> [Record extracts]

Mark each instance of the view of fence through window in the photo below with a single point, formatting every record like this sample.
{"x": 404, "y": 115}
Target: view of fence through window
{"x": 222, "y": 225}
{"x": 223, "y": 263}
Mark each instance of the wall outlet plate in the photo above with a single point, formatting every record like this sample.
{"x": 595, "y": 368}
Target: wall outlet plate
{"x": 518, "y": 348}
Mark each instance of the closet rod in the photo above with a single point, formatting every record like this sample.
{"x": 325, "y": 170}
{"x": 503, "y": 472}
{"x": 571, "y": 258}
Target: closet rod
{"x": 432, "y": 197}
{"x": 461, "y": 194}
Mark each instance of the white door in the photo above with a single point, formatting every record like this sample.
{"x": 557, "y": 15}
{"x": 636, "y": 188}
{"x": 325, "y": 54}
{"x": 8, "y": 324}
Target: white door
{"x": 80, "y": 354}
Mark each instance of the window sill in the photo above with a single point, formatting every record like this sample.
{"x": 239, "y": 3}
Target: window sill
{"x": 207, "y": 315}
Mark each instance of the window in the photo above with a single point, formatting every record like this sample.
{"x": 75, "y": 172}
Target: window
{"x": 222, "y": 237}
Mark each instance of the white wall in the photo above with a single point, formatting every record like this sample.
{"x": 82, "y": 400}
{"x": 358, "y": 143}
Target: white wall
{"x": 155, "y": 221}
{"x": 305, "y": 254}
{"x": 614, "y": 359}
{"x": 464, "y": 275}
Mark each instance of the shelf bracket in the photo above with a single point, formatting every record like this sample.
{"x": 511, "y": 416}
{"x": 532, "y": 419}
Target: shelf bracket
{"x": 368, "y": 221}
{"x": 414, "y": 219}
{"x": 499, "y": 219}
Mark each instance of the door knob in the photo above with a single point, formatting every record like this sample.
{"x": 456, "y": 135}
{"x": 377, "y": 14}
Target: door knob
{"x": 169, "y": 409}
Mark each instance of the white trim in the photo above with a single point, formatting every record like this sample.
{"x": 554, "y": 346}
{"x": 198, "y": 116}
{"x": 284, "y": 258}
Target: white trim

> [Task to complete] Copy all of the data above word for word, every line included.

> [Reply to the exercise]
Mark each instance of the view of fence through window in the photo below with a single point, formatting every record like this sample.
{"x": 404, "y": 115}
Target: view of fence through window
{"x": 222, "y": 225}
{"x": 223, "y": 263}
Mark each instance of the wall outlet plate in the photo above with a single point, formatting every record like this sample.
{"x": 595, "y": 368}
Target: wall outlet plate
{"x": 518, "y": 348}
Mark each instance of the closet rod in the photo above with a single point, formatting every record like this sample.
{"x": 325, "y": 170}
{"x": 503, "y": 472}
{"x": 571, "y": 258}
Target: closet rod
{"x": 432, "y": 197}
{"x": 461, "y": 194}
Mark each instance of the white door in the photo above with a single point, formatting every record like this sample.
{"x": 557, "y": 15}
{"x": 636, "y": 188}
{"x": 325, "y": 54}
{"x": 8, "y": 324}
Target: white door
{"x": 80, "y": 354}
Mark each instance of the window sill in the photo above with a single point, formatting every record like this sample.
{"x": 239, "y": 3}
Target: window sill
{"x": 207, "y": 315}
Mark each instance of the window in the photo above with a single point, formatting every record like this sample.
{"x": 75, "y": 172}
Target: window
{"x": 222, "y": 237}
Mark each instance of the white wall in the photo above with a single point, formatting every record like this sample.
{"x": 82, "y": 400}
{"x": 358, "y": 143}
Target: white wall
{"x": 155, "y": 221}
{"x": 305, "y": 254}
{"x": 614, "y": 359}
{"x": 464, "y": 275}
Mark each instance of the shelf bracket in the photo above with a single point, formatting every record like this sample.
{"x": 511, "y": 416}
{"x": 532, "y": 419}
Target: shelf bracket
{"x": 368, "y": 221}
{"x": 414, "y": 219}
{"x": 499, "y": 219}
Mark each instance of the door knob in the photo above with a single point, formatting every record like this sample.
{"x": 456, "y": 135}
{"x": 377, "y": 14}
Target: door knob
{"x": 169, "y": 409}
Mark each instance of the white trim in the photo above with a single point, formatting every record like this sample.
{"x": 554, "y": 346}
{"x": 198, "y": 116}
{"x": 284, "y": 258}
Target: white trim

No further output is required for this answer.